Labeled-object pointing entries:
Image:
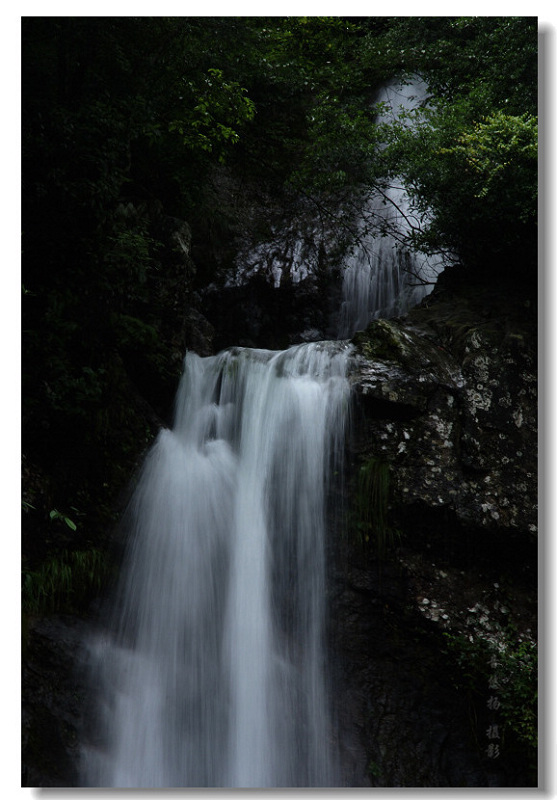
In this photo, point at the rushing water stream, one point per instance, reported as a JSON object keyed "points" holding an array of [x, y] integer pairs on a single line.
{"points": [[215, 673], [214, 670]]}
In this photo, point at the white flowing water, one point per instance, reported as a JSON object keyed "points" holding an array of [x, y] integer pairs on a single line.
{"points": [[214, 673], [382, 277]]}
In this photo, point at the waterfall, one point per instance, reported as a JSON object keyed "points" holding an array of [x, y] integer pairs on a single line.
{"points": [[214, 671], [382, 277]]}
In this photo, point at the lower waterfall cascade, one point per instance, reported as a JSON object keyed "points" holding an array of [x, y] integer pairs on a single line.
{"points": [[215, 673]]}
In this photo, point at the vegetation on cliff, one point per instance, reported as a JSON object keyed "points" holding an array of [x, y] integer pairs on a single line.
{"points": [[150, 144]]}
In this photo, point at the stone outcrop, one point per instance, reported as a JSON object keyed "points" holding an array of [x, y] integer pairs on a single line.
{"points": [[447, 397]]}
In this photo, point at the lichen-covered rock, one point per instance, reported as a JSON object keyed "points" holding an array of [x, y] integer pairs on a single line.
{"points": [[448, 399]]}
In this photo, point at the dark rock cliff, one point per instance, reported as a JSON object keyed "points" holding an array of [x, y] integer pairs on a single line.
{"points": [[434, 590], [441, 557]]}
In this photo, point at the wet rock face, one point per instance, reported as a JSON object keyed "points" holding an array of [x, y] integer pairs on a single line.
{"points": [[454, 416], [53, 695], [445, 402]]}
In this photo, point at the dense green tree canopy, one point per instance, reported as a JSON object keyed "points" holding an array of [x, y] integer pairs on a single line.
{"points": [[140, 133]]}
...
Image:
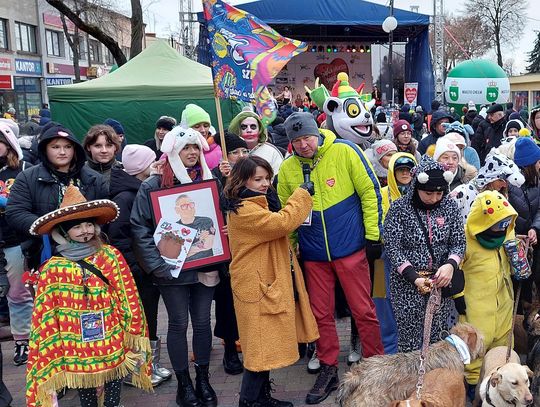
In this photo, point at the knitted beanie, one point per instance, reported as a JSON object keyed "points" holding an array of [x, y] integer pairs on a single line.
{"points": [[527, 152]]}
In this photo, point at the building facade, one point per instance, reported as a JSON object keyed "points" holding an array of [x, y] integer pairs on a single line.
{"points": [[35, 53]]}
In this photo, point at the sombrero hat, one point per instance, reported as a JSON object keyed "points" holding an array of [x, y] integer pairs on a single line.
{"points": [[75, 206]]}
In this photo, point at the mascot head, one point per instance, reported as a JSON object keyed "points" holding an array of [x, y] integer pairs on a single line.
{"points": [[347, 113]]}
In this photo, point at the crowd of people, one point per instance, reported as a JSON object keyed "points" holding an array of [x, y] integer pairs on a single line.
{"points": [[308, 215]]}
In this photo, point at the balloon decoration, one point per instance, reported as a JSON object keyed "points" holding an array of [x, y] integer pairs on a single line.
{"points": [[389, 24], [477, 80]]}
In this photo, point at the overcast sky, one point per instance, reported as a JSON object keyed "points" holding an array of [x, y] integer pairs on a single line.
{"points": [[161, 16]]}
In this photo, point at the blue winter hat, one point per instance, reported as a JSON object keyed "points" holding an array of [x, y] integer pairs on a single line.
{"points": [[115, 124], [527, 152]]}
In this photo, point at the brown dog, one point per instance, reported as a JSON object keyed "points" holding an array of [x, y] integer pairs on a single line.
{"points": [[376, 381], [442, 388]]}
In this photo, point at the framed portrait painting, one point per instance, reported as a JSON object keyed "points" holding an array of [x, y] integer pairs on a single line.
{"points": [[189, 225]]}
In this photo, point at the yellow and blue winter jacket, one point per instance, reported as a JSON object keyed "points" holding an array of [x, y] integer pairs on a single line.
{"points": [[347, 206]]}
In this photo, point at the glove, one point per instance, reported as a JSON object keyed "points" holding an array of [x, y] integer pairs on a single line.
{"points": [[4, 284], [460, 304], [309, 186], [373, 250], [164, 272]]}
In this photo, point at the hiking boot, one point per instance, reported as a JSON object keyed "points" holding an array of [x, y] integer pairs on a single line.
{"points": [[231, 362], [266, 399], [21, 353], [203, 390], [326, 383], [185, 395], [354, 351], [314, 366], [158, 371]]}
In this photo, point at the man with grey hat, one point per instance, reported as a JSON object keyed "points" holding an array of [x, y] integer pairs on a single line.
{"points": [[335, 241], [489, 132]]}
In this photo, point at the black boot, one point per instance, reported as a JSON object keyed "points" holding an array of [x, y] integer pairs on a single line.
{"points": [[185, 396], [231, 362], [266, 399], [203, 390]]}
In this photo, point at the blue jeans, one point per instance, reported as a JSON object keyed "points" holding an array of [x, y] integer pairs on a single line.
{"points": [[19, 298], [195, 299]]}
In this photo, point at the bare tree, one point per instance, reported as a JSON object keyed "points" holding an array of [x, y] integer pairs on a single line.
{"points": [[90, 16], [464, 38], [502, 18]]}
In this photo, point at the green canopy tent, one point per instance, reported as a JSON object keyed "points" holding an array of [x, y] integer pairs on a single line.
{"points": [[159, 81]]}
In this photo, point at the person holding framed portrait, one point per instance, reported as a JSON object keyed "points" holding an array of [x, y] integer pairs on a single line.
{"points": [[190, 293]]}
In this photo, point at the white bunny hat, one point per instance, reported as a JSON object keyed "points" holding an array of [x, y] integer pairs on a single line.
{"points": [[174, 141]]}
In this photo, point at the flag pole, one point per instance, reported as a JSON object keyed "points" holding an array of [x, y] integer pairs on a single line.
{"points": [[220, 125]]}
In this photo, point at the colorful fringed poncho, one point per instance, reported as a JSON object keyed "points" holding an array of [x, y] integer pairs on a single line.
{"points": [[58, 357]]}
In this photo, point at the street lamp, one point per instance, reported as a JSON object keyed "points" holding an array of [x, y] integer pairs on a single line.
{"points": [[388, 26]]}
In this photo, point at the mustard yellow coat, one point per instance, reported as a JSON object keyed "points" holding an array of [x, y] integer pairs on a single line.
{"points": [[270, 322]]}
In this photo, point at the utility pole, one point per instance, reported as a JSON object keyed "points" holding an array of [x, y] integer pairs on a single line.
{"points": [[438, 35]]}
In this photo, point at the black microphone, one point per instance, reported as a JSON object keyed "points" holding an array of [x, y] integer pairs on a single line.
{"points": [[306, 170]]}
==
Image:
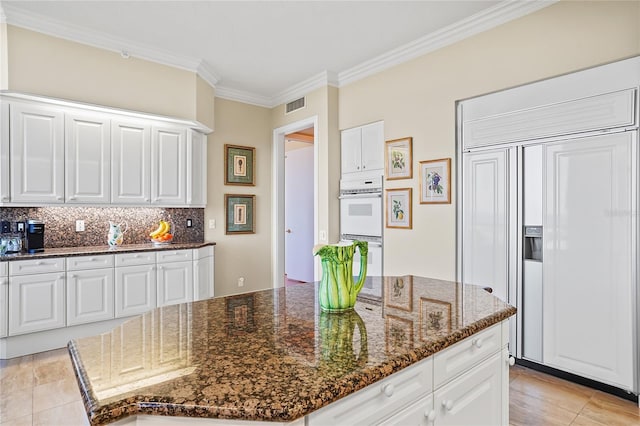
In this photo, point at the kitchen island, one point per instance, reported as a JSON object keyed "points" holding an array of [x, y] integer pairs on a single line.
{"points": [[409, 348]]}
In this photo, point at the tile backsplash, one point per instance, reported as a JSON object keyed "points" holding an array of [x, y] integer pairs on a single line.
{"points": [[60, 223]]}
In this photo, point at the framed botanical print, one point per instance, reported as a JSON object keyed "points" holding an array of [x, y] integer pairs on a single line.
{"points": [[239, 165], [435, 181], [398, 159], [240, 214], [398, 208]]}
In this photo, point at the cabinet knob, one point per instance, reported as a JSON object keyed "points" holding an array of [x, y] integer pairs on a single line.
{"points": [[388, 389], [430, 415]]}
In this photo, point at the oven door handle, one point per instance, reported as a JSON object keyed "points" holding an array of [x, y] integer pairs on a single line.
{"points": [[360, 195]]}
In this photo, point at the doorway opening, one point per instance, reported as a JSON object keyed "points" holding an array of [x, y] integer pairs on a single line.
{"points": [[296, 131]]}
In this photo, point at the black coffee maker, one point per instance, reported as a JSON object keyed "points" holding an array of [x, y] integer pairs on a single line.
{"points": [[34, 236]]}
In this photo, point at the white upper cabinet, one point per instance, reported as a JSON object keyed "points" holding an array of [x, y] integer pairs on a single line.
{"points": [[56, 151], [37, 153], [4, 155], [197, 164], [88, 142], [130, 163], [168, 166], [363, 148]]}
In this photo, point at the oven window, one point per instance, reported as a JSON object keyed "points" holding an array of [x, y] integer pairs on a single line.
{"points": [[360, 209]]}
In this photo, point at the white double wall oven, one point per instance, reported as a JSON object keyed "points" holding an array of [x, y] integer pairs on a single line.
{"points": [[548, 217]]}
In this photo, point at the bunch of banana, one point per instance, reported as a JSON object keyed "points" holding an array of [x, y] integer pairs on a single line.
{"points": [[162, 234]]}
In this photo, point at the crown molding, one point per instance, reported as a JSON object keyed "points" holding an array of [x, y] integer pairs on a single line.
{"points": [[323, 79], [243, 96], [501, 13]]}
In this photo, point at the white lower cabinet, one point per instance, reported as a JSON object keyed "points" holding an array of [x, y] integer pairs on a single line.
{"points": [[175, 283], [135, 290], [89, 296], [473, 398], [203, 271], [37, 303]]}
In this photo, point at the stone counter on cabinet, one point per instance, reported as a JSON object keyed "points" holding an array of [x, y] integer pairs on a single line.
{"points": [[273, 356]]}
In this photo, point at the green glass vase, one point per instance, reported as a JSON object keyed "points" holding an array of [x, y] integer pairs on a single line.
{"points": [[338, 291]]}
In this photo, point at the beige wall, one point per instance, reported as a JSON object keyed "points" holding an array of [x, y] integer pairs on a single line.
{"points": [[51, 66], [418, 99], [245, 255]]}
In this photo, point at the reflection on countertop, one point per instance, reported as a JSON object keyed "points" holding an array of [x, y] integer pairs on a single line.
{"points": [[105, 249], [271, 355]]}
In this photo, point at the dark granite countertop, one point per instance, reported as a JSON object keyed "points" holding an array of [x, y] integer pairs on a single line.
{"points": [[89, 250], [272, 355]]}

● Short problem
Count the lines in the entries above that contain the string "dark", treating case as significant, and give only the number.

● Complete response
2